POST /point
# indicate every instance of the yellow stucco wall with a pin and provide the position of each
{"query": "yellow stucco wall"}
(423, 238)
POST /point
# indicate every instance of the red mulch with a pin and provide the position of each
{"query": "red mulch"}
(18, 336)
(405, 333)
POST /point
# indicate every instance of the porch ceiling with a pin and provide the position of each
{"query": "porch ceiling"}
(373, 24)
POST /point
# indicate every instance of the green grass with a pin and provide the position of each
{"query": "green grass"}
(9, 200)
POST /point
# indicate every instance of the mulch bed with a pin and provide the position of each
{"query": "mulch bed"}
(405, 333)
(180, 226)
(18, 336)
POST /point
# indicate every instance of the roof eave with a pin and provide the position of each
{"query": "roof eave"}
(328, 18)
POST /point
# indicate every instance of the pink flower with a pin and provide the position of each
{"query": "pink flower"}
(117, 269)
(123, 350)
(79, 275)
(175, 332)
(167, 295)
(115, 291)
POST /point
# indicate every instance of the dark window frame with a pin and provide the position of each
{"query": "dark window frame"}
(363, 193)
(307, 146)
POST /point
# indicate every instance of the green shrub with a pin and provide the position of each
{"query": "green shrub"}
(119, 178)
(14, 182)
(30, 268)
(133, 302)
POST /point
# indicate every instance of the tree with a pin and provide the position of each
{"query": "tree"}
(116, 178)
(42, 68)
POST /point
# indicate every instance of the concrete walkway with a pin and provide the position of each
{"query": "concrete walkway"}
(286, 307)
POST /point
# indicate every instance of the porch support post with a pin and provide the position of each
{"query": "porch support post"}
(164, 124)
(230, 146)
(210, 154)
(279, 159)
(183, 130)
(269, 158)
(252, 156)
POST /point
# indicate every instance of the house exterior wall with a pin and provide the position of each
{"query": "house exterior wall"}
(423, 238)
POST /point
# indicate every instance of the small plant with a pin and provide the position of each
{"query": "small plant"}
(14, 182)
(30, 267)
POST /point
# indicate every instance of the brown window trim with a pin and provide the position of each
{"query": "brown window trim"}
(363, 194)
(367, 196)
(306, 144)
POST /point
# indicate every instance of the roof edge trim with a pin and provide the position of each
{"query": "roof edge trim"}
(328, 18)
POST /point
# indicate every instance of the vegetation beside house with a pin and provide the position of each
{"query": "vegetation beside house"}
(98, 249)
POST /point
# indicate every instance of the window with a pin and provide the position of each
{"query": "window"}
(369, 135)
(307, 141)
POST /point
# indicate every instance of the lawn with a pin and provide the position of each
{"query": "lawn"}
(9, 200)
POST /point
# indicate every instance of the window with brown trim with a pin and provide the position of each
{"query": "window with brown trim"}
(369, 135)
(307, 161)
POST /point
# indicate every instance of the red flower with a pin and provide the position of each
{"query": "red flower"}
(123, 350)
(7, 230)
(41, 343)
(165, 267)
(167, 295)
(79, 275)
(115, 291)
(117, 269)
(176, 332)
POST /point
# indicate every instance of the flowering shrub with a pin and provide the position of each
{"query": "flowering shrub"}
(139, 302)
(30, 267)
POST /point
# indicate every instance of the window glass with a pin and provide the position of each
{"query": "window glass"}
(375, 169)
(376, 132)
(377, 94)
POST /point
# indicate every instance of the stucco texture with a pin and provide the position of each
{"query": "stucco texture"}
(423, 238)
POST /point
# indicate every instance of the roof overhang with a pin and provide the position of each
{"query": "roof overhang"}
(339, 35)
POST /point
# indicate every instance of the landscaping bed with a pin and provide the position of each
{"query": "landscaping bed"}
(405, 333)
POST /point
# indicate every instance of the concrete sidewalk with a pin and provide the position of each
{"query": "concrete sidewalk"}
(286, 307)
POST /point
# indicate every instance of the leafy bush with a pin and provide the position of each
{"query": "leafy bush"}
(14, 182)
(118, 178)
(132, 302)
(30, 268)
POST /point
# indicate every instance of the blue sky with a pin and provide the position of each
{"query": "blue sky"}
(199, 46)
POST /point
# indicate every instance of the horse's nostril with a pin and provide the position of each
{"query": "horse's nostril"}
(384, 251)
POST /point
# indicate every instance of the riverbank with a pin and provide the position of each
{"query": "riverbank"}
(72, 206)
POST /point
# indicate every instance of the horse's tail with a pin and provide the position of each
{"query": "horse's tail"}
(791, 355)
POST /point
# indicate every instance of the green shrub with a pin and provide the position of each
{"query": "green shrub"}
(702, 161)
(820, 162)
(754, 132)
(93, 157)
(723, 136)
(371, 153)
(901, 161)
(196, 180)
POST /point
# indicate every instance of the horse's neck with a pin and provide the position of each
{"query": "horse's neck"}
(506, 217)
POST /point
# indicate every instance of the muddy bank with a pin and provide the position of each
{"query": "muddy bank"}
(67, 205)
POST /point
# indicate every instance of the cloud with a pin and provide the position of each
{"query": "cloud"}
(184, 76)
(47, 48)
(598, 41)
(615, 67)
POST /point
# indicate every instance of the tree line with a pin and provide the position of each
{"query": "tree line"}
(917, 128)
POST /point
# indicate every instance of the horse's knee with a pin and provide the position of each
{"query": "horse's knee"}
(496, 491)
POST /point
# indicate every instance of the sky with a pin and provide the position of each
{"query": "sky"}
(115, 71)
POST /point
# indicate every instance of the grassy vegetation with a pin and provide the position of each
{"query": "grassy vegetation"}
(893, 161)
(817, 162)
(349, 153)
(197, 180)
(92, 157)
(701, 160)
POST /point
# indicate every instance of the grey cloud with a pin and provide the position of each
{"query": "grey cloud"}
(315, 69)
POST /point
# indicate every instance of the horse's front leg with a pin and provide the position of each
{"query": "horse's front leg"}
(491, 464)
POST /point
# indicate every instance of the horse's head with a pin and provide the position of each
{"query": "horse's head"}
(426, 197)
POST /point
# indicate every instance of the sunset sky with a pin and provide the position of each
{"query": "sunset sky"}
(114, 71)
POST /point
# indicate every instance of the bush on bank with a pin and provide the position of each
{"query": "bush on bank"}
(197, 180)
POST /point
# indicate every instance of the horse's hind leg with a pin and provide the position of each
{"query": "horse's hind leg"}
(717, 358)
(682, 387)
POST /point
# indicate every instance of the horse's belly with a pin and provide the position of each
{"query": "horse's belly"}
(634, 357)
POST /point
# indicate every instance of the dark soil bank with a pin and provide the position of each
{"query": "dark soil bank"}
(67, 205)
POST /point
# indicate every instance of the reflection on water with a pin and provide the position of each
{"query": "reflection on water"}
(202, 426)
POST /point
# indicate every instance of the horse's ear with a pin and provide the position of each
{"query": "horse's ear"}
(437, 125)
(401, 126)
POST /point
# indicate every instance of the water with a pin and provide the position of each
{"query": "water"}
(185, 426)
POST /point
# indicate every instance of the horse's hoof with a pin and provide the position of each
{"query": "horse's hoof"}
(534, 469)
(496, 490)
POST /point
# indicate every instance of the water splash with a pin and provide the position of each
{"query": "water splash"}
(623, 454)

[Challenge] Go through the data and return every record exactly.

[Response to the exercise]
POST /point
# indicate every instance of the yellow stucco wall with a pin and provide the position of each
{"query": "yellow stucco wall"}
(423, 238)
POST /point
# indicate every instance of the red mulch with a pin and provide the position of each
{"query": "red mulch"}
(18, 336)
(405, 333)
POST /point
# indicate every instance of the porch ceiling with a pin and provide the position of each
{"query": "porch ceiling"}
(373, 24)
POST /point
# indicate every instance of the green grass with a pin and provide the position of each
{"query": "green grass"}
(9, 200)
POST /point
# indicate every instance of the mulch bed with a pin and provide the position of each
{"query": "mulch bed"}
(405, 333)
(180, 226)
(18, 336)
POST /point
# indicate every instance of the roof eave with a pin and provide the position of each
{"query": "roof eave"}
(328, 18)
POST /point
# indicate every instance of the pink flower with a pin and provide the position of each
{"query": "pink flower"}
(117, 269)
(123, 350)
(79, 275)
(175, 332)
(167, 295)
(115, 291)
POST /point
# indicate every instance of the dark window frame with a pin and provide the position of each
{"query": "dark window frame"}
(363, 193)
(307, 146)
POST /point
# indicate every instance of the green shrub with a pin and provide the position of each
{"query": "green shrub"}
(119, 178)
(14, 182)
(30, 268)
(133, 302)
POST /point
# indicate every instance of the tree with a pin and provide the position of each
{"query": "tree"}
(116, 178)
(42, 68)
POST /point
# indicate every instance of the concrete walkway with a pin and provide the position of each
{"query": "concrete walkway"}
(286, 307)
POST /point
# indicate every instance of the porch support post with a pin and provide the position of each
{"query": "porch support post"}
(164, 124)
(230, 146)
(210, 154)
(279, 159)
(183, 130)
(269, 158)
(252, 156)
POST /point
# indicate every instance of the house exterior wall with a pin and provide the position of each
{"query": "house exterior wall"}
(423, 238)
POST /point
# indicate every instance of the small plant with a pin and provide the position of each
{"query": "small plant"}
(14, 182)
(30, 267)
POST /point
# indicate every instance of the brown window trim with a pin and provide the position of each
{"query": "brown window trim"}
(363, 194)
(367, 196)
(306, 144)
POST /point
# indicate every instance of the roof edge trim with a pin and provide the position of each
{"query": "roof edge trim"}
(328, 18)
POST /point
# indicate every instance of the vegetation beside house with a pin and provide the position of each
{"query": "vegetation beside house"}
(98, 249)
POST /point
# indicate every instance of the window with a pin and provide the position of each
{"query": "window"}
(369, 135)
(307, 141)
POST /point
# indicate every instance of the lawn with a pin and provide the position of each
{"query": "lawn"}
(9, 200)
POST /point
# indicate every instance of the window with brown trim with a pin and provide the position of each
{"query": "window with brown trim"}
(369, 135)
(307, 161)
POST /point
# indicate every instance of the red flower with a pin and provide the position of each
{"query": "red flower"}
(123, 350)
(7, 230)
(41, 343)
(165, 267)
(167, 295)
(79, 275)
(115, 291)
(117, 269)
(176, 332)
POST /point
# indicate every instance of the flowering shrub with a pin and provide the position of each
{"query": "flowering shrub"}
(139, 302)
(30, 267)
POST /point
# indicate every instance of the window glass with a pin and provide the position of each
{"query": "window glass"}
(375, 169)
(376, 132)
(377, 94)
POST /point
# indicate every instance of the stucco texture with a pin and provide the position of each
{"query": "stucco texture"}
(423, 238)
POST /point
# indicate every instance of the roof overhang with a pin and provide the position of each
{"query": "roof overhang"}
(339, 35)
POST /point
# indicate every instance of the landscaping bed with a pin and provide the position of each
{"query": "landscaping bed"}
(405, 333)
POST /point
# indicate every instance of the concrete sidewalk with a pin and provide the position of each
{"query": "concrete sidewalk"}
(286, 307)
POST /point
# indicate every instance of the leafy bush with a pin and provide the position of each
{"query": "leafy bush"}
(14, 182)
(118, 178)
(132, 302)
(30, 268)
POST /point
# indicate every instance of the blue sky with a pin and provide the position of each
{"query": "blue sky"}
(199, 46)
POST /point
# indicate every instance of the horse's nostril with a pin and provide the position of each
{"query": "horse's nostril"}
(384, 251)
POST /point
# indicate every instance of the riverbank with a pin and provide the position of each
{"query": "riverbank"}
(72, 206)
POST /point
# indicate every instance of the horse's tail with a pin and provide the position of each
{"query": "horse's tail"}
(791, 355)
POST /point
# indicate every instance of the green shrub with a pin and provide the position of each
{"query": "green shrub"}
(702, 161)
(820, 162)
(754, 132)
(93, 157)
(723, 136)
(371, 153)
(901, 161)
(196, 180)
POST /point
# indicate every instance of the horse's neck with a pin and provide the position of each
{"query": "horse's neck"}
(506, 217)
POST /point
# indicate every instance of the muddy bank with a pin and provide the position of each
{"query": "muddy bank"}
(67, 205)
POST /point
# indicate every instance of the cloud with a pin and provide the position of each
{"query": "cloud"}
(184, 76)
(47, 48)
(598, 41)
(615, 67)
POST /point
# indicate every instance of the tree line with a pin and provide the position of each
{"query": "tree line"}
(917, 128)
POST /point
# indicate every instance of the horse's knee with a pin and provide the position of each
{"query": "horse's knee"}
(496, 491)
POST /point
# indicate every instance of the sky with a pin and provide the position of each
{"query": "sky"}
(115, 71)
POST /point
# indicate every instance of the grassy vegetation with a pin and provide the position of each
{"query": "grassy vegetation"}
(893, 161)
(817, 162)
(349, 153)
(197, 180)
(92, 157)
(701, 160)
POST /point
# indicate every instance of the grey cloud with a pin and provide the position of each
{"query": "grey cloud"}
(315, 69)
POST /point
# indicate every instance of the horse's front leg with a pin and provide the position of each
{"query": "horse's front leg"}
(491, 464)
POST /point
# indicate every instance of the horse's head with a pin and provide the position of each
{"query": "horse's head"}
(426, 197)
POST /point
# indicate every instance of the sunset sky with a pin and provide the position of each
{"query": "sunset sky"}
(114, 71)
POST /point
# indicate every instance of the bush on bank with a pin and provide the position of each
{"query": "bush on bank"}
(197, 180)
POST /point
# indicate every instance of the horse's hind leg with a pin and provide the position of each
{"query": "horse's hind leg"}
(717, 358)
(682, 387)
POST /point
# indicate every instance of the horse's belly with a pin and provide the position of each
{"query": "horse's belly"}
(634, 357)
POST /point
# indicate every instance of the dark soil bank with a pin and provide the position of each
{"query": "dark soil bank"}
(67, 205)
POST /point
# indicate every instance of the reflection on water with a pin and provide the position of each
{"query": "reflection on water"}
(202, 426)
POST /point
# indicate every instance of the horse's ear with a pin and provide the position of each
{"query": "horse's ear"}
(437, 125)
(401, 126)
POST /point
# indicate every instance of the water with a pin and provide the position of each
{"query": "water"}
(185, 426)
POST /point
# indicate every instance of the horse's hoof with a pin and provide the position of each
{"query": "horse's hoof"}
(534, 469)
(496, 490)
POST /point
# indicate every instance of the water splash with a pin and provide the position of each
{"query": "water splash"}
(623, 454)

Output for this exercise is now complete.